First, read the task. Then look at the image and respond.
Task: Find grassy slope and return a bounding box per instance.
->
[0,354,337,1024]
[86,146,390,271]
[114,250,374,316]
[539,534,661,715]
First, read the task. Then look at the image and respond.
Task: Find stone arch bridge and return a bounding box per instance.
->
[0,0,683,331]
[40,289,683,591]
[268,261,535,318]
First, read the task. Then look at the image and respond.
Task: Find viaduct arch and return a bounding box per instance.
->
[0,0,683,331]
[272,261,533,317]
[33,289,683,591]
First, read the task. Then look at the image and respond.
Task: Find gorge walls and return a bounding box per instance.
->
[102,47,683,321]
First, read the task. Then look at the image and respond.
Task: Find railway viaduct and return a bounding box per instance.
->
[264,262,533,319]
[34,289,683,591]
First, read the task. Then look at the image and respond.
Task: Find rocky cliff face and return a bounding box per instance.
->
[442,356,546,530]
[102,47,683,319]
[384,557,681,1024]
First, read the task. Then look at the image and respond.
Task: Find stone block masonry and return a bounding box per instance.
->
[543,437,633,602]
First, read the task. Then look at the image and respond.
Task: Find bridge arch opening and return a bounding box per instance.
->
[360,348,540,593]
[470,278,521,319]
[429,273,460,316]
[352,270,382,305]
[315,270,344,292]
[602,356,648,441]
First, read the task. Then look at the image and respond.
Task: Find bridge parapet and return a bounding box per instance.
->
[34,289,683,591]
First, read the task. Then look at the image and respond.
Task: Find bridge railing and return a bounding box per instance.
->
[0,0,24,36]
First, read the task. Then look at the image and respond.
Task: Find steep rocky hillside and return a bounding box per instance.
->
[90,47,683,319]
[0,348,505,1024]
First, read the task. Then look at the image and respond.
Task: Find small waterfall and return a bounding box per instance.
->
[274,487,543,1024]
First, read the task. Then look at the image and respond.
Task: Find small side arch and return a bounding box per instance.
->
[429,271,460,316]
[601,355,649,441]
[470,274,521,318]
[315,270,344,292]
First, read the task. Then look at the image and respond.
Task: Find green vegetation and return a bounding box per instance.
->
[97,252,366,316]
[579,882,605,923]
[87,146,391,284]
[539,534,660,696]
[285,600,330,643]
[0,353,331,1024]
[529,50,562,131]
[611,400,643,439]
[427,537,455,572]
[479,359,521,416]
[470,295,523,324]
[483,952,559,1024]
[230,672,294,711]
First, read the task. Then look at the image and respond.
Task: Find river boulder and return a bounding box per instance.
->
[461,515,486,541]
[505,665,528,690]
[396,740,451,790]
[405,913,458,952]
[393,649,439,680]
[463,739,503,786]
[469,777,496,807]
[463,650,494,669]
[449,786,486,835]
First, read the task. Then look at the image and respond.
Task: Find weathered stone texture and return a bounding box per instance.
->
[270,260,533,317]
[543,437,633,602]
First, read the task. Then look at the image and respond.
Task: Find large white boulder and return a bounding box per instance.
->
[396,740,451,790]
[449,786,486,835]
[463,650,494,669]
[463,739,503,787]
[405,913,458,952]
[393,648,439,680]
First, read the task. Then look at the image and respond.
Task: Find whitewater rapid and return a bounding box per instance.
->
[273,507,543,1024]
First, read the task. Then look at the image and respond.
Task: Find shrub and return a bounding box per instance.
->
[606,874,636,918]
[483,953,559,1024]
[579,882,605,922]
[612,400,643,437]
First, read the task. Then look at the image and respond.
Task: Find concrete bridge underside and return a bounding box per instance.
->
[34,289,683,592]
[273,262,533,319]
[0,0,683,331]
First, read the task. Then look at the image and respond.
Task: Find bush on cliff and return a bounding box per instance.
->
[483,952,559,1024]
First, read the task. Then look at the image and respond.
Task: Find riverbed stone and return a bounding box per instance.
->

== == ==

ПОСТАВЛЕННОЕ ЗАДАНИЕ =>
Преобразуйте строки всех пунктов выше в JSON-список строк, где каждой строке соответствует одна запись списка, а пустые строки пропущены.

ОТВЕТ НА ЗАДАНИЕ =>
[
  "First, read the task. Then look at the image and respond.",
  "Task: Find grassy slope and return a bounding box per instance.",
  "->",
  "[0,354,337,1024]",
  "[86,146,390,271]",
  "[114,250,374,316]",
  "[539,534,661,715]",
  "First, read the task. Then look at the image and respond.",
  "Task: Find stone arch bridge and return a bounding box per instance.",
  "->",
  "[0,0,683,331]",
  "[40,289,683,591]",
  "[268,261,535,318]",
  "First, read the task. Then look at the image and respond.",
  "Task: Find viaduct arch and return a bounding box per instance.",
  "->",
  "[0,0,683,331]",
  "[272,261,533,317]",
  "[33,289,683,591]",
  "First, read the task. Then look at the image and respond.",
  "Task: Find gorge walls and return a bounding box per instance.",
  "->",
  "[102,47,683,321]",
  "First, read the task. Then look at the image and respond.",
  "Task: Find railway viaduct and return a bounding box per instance.",
  "->",
  "[264,262,533,319]",
  "[34,289,683,591]",
  "First, read the task. Then look at the image and respond.",
  "Task: Find rocky cliff face and return a bounding box per instance.",
  "->",
  "[442,356,546,530]",
  "[102,47,683,319]",
  "[384,557,681,1024]",
  "First, read the task. Then look at the image and respond.",
  "Task: Find stone block masonry and return a bounding box per instance.",
  "->",
  "[543,437,633,602]",
  "First, read the task. Then look at the image and respond.",
  "Task: Find bridge arch opening and return a bounding box per instance.",
  "->",
  "[360,348,540,593]",
  "[470,278,521,319]",
  "[429,273,460,316]",
  "[352,270,382,305]",
  "[315,270,344,292]",
  "[602,356,648,441]",
  "First, read the task. Then look at the image and respond.",
  "Task: Find bridge parapet and return a bounding box per instance.",
  "->",
  "[34,289,683,591]",
  "First, read the task. Then look at the image and respond.",
  "Task: Find bridge railing and return a bounding box per instance.",
  "->",
  "[0,0,24,36]",
  "First, read the task. Then look at the image and respond.",
  "Task: Find steep rocky hillside and return a bounding box per instance.",
  "->",
  "[90,47,683,319]",
  "[0,348,505,1024]",
  "First, read the task. Then look at the image and respond.",
  "Task: Find small waterfall and return a bounding box per instance.",
  "->",
  "[274,487,543,1024]",
  "First, read the task. Then look at the image and respond.",
  "Task: Find small side arch and return a bounding box per instance.",
  "->",
  "[429,271,460,316]",
  "[601,355,649,441]",
  "[470,274,521,318]",
  "[315,270,344,292]",
  "First, read the task. Then look at the image and respond.",
  "Task: Find green vegetation and return a bounding box per instance.",
  "->",
  "[97,252,366,316]",
  "[579,882,605,923]",
  "[87,146,391,284]",
  "[539,534,660,696]",
  "[285,600,330,643]",
  "[0,353,331,1024]",
  "[529,50,562,131]",
  "[611,400,643,439]",
  "[427,537,455,572]",
  "[479,359,521,416]",
  "[470,295,523,324]",
  "[483,952,559,1024]",
  "[230,672,294,711]",
  "First, read the task. Then look at the image and respond.",
  "Task: Find river boulder and return a bounding box per instance.",
  "->",
  "[461,515,486,541]",
  "[505,665,528,690]",
  "[396,740,451,790]",
  "[405,913,458,952]",
  "[393,649,439,680]",
  "[463,739,503,786]",
  "[469,777,496,807]",
  "[463,650,494,669]",
  "[449,786,486,835]",
  "First, read the task. Then look at the image and respond.",
  "Task: Find weathered stone texture and return a bounding box per instance.",
  "->",
  "[270,260,533,317]",
  "[543,437,633,602]",
  "First, read the task. Then look at the image and respond.",
  "Task: Find large white boulder and return a bounding box per instance.",
  "->",
  "[396,740,451,790]",
  "[449,786,486,835]",
  "[463,650,494,669]",
  "[463,739,503,787]",
  "[405,913,458,952]",
  "[393,648,439,680]",
  "First, read the task. Then look at the image and respond.",
  "Task: Find whitewater rapid and return a bounding box per instance.",
  "->",
  "[273,507,543,1024]",
  "First, read the task. Then look at the image and respond.",
  "Task: Find shrub and return a bounding box per instance.",
  "->",
  "[606,874,636,918]",
  "[483,953,559,1024]",
  "[579,882,605,922]",
  "[612,400,643,437]",
  "First, read the task. Then look at the image and respond.",
  "Task: Find concrete bridge underside and return a bounding box per instance.",
  "->",
  "[34,289,683,592]",
  "[273,262,533,319]",
  "[0,0,683,331]",
  "First, read the task. Then look at the image and respond.",
  "Task: Find bush on cliff and return a bounding box per instance.",
  "->",
  "[483,952,559,1024]",
  "First, read the task. Then look at the image and respond.",
  "Task: Find riverbed stone and return a bounding box per instance.",
  "->"
]